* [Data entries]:

===

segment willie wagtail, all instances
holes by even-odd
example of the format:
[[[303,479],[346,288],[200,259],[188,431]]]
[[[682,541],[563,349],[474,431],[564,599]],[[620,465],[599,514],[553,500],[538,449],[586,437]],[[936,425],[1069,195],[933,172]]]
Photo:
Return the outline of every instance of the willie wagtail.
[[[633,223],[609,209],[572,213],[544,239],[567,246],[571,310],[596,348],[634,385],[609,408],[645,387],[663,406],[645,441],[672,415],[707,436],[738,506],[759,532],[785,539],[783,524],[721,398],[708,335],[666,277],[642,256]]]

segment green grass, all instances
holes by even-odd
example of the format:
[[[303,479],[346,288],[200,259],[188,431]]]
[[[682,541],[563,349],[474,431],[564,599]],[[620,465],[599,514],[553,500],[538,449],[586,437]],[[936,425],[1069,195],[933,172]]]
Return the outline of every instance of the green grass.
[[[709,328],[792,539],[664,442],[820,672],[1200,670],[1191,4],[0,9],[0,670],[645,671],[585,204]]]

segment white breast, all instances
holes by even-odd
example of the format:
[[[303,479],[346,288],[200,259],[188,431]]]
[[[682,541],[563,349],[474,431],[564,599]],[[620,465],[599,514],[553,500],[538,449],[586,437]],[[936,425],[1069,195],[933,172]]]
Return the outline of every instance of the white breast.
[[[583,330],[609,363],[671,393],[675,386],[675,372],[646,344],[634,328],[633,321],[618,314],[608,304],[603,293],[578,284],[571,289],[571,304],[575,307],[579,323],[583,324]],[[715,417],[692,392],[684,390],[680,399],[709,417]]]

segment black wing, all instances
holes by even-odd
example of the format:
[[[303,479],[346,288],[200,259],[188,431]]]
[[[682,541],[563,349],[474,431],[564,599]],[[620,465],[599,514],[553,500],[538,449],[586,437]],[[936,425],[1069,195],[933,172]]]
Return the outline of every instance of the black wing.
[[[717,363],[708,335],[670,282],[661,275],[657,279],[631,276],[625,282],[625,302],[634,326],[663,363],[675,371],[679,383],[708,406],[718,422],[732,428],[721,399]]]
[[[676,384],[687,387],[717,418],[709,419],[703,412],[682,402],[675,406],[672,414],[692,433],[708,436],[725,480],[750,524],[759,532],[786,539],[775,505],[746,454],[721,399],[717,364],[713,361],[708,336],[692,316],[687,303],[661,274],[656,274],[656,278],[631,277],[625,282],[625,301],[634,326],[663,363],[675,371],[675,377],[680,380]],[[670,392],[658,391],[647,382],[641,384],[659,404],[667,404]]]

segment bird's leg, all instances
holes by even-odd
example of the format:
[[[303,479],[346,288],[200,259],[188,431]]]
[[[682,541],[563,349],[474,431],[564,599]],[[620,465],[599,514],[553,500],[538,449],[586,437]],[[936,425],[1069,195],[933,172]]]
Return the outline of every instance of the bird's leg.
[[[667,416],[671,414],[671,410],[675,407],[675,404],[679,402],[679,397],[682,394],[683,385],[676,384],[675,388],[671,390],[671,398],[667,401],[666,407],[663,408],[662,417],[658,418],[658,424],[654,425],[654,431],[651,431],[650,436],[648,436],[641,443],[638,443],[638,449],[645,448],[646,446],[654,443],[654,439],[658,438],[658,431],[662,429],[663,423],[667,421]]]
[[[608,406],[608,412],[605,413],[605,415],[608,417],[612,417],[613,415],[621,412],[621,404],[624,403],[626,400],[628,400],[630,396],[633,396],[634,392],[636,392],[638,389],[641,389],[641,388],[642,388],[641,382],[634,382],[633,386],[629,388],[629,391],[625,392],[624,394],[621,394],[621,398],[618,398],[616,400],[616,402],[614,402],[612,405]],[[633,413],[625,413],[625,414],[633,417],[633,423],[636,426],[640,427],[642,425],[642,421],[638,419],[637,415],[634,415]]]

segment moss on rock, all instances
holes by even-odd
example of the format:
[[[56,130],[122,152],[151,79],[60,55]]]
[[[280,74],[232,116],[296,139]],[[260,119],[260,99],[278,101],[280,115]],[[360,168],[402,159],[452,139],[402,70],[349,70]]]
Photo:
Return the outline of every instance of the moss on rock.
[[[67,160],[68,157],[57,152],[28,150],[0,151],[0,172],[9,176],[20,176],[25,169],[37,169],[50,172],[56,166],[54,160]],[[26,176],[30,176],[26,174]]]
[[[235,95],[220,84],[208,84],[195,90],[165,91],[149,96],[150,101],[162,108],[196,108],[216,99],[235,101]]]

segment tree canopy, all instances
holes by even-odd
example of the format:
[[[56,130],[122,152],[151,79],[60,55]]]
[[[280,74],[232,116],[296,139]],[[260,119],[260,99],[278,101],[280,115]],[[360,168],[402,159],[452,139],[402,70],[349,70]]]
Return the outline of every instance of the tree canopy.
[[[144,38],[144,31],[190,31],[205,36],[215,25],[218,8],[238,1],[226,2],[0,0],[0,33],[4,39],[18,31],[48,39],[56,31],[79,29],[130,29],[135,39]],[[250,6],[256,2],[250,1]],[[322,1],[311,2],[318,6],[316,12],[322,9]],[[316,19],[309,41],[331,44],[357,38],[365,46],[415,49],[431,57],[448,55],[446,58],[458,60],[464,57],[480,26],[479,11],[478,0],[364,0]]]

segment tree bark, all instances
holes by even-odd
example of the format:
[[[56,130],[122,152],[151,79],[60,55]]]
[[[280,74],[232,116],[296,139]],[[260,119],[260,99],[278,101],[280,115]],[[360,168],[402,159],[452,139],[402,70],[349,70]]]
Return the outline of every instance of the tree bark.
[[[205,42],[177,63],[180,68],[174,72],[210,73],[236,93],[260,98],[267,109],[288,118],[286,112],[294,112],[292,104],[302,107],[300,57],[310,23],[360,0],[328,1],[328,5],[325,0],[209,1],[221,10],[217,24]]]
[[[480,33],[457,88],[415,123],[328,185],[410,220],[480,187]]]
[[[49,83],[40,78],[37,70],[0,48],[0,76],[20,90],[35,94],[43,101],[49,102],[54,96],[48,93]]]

===

* [Activity]:
Now repeat the data exactly, keeping every line.

* [Solution to this task]:
segment willie wagtail, all instances
holes by even-odd
example of the format:
[[[303,479],[346,288],[200,259],[188,431]]]
[[[682,541],[563,349],[474,431],[564,599]],[[620,465],[599,514],[553,500],[538,449],[586,437]],[[936,425],[1069,195],[933,172]]]
Photo:
Return the outline of every instance of the willie wagtail.
[[[633,223],[609,209],[572,213],[544,239],[567,246],[571,310],[596,348],[634,385],[609,408],[645,387],[663,406],[645,441],[672,415],[707,436],[738,506],[759,532],[785,539],[783,524],[721,398],[708,335],[666,277],[642,256]]]

segment green grass, all instances
holes by even-odd
example of the format:
[[[303,479],[346,288],[200,259],[188,431]]]
[[[682,541],[563,349],[474,431],[564,599]],[[620,465],[599,514],[553,500],[538,449],[586,437]],[[936,425],[1069,195],[933,172]]]
Return the outline of every instance of the green grass.
[[[709,328],[792,539],[664,442],[820,672],[1200,670],[1191,4],[0,9],[0,670],[645,671],[585,204]]]

segment white breast, all instances
holes by even-odd
example of the format:
[[[303,479],[346,288],[200,259],[188,431]]]
[[[682,541],[563,349],[474,431],[564,599]],[[620,465],[599,514],[553,500],[538,449],[586,437]],[[936,425],[1069,195],[933,172]]]
Return the outline of every instance of the white breast.
[[[583,330],[609,363],[671,393],[675,386],[675,372],[646,344],[634,328],[633,321],[618,314],[608,304],[603,293],[578,284],[571,289],[571,304],[575,307],[579,323],[583,324]],[[715,417],[692,392],[684,390],[680,399],[709,417]]]

segment black wing, all instances
holes by even-odd
example of the format:
[[[303,479],[346,288],[200,259],[188,431]]]
[[[682,541],[563,349],[474,431],[564,599]],[[620,465],[599,514],[553,500],[538,449],[586,437]],[[936,425],[1069,195],[933,172]]]
Return the outline of every instance of the black wing.
[[[717,363],[708,335],[670,282],[661,275],[657,279],[631,276],[625,282],[625,302],[634,326],[663,363],[675,371],[679,383],[708,406],[718,422],[732,428],[721,399]]]
[[[676,384],[687,387],[717,418],[709,419],[703,412],[682,402],[675,406],[672,414],[692,433],[708,436],[725,480],[750,524],[759,532],[786,539],[775,505],[746,454],[721,399],[717,364],[713,361],[708,336],[692,316],[687,303],[661,274],[656,274],[656,278],[631,277],[625,282],[625,301],[634,326],[663,363],[675,371],[675,377],[680,380]],[[670,392],[658,391],[647,382],[641,384],[659,404],[667,404]]]

segment bird's leg, all instances
holes by even-odd
example of the format:
[[[303,479],[346,288],[200,259],[188,431]]]
[[[682,541],[563,349],[474,431],[564,599]],[[620,465],[599,514],[553,500],[538,449],[586,437]],[[936,425],[1069,195],[933,172]]]
Return the outline of every instance of the bird's leg.
[[[667,416],[671,414],[671,410],[675,407],[675,404],[679,402],[679,397],[682,394],[683,385],[676,384],[675,388],[671,390],[671,398],[667,401],[666,407],[663,408],[662,417],[658,418],[658,424],[654,425],[654,431],[651,431],[650,436],[648,436],[641,443],[638,443],[638,449],[645,448],[646,446],[654,443],[654,439],[658,438],[658,431],[662,429],[663,423],[667,421]]]
[[[608,406],[608,412],[605,413],[605,415],[608,417],[612,417],[613,415],[621,412],[621,404],[624,403],[626,400],[628,400],[630,396],[633,396],[634,392],[636,392],[638,389],[641,389],[641,388],[642,388],[641,382],[634,382],[633,386],[629,388],[629,391],[625,392],[624,394],[621,394],[621,398],[618,398],[616,400],[616,402],[614,402],[612,405]],[[633,413],[625,413],[625,414],[633,417],[633,423],[636,426],[640,427],[642,425],[642,421],[638,419],[637,415],[634,415]]]

segment moss on rock, all instances
holes by even-odd
example of the format:
[[[56,130],[122,152],[151,79],[60,55]]]
[[[280,74],[232,116],[296,139]],[[260,119],[260,99],[278,101],[280,115]],[[360,168],[402,159],[452,139],[402,70],[349,70]]]
Photo:
Return the outline of every instance of the moss on rock.
[[[67,160],[68,157],[57,152],[28,150],[0,151],[0,172],[9,176],[20,176],[25,169],[37,169],[50,172],[56,166],[54,160]],[[26,176],[30,176],[26,174]]]
[[[235,95],[220,84],[208,84],[195,90],[165,91],[149,96],[150,101],[162,108],[196,108],[216,99],[235,101]]]

segment tree canopy, all instances
holes by even-odd
example of the format:
[[[56,130],[122,152],[151,79],[60,55]]]
[[[280,74],[232,116],[296,139]],[[260,119],[260,99],[278,101],[280,115]],[[360,168],[402,159],[452,139],[402,70],[349,70]]]
Return the outline of every instance of the tree canopy.
[[[144,38],[144,31],[190,31],[205,36],[215,25],[218,8],[238,1],[226,2],[0,0],[0,33],[4,39],[18,31],[48,39],[56,31],[79,29],[130,29],[135,39]],[[250,6],[256,2],[250,1]],[[322,1],[311,2],[318,6],[316,12],[322,9]],[[316,19],[309,41],[331,44],[357,38],[365,46],[415,49],[431,57],[448,55],[446,58],[458,60],[464,57],[480,26],[479,11],[478,0],[364,0]]]

segment tree bark, all instances
holes by even-odd
example of the format:
[[[56,130],[122,152],[151,79],[60,55]]]
[[[280,74],[232,116],[296,139]],[[260,119],[260,99],[278,101],[280,115]],[[360,168],[402,159],[452,139],[402,70],[349,70]]]
Return the outline of every instance of the tree bark.
[[[205,42],[177,63],[180,68],[174,72],[210,73],[236,93],[260,98],[267,109],[288,118],[286,112],[294,112],[292,104],[302,107],[300,57],[310,23],[360,0],[328,1],[328,5],[325,0],[209,1],[221,10],[217,24]]]
[[[480,33],[457,88],[415,123],[328,185],[410,220],[480,187]]]
[[[49,83],[40,78],[37,70],[0,48],[0,76],[20,90],[35,94],[43,101],[49,102],[54,96],[48,93]]]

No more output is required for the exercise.